• _GIVEN PROBLEM_
Reproduce verbatim the lines of the material from the line containing "on the short" through the line containing "Target: short sleeve", including both of those lines.

• _RECORDS FOR THIS TASK_
##########

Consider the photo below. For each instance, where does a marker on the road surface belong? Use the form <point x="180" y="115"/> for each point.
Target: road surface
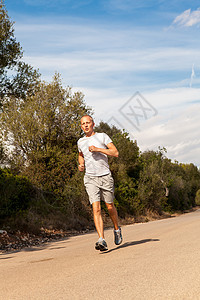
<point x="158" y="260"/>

##########

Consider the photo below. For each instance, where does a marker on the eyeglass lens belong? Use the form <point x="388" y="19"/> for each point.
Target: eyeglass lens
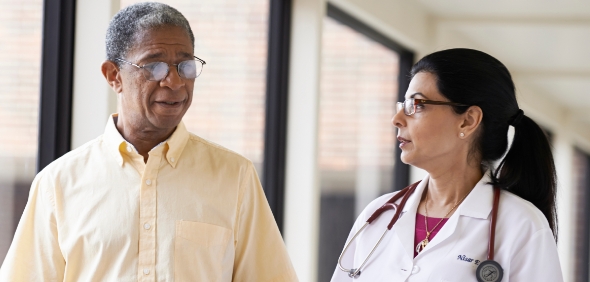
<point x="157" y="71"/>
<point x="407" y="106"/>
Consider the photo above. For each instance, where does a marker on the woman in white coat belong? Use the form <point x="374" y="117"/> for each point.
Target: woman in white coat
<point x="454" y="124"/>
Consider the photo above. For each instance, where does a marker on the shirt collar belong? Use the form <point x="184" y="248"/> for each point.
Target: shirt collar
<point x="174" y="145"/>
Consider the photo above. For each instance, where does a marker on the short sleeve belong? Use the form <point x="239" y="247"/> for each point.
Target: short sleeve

##########

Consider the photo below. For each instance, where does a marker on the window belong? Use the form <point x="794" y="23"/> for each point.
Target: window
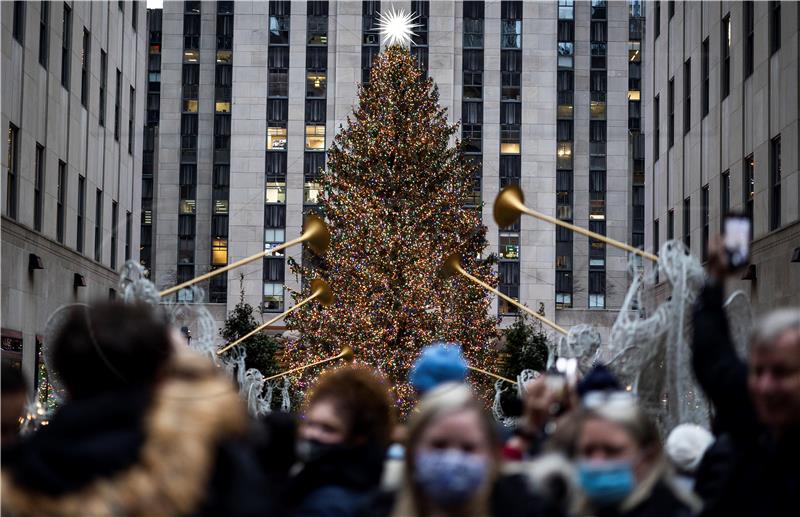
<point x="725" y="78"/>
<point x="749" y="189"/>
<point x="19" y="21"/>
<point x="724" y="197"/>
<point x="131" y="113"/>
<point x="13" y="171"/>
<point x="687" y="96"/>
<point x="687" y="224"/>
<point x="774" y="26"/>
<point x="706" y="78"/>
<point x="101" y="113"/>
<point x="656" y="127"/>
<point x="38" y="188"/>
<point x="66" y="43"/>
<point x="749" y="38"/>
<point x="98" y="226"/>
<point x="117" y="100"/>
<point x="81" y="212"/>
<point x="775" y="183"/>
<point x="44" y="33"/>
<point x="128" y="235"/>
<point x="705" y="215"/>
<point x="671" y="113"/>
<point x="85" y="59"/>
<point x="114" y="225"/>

##########

• _EXERCISE SOLUTION_
Consider the photo above. For each instance, where does a marker on the short sleeve belong? Use the form <point x="239" y="247"/> for each point.
Target: short sleeve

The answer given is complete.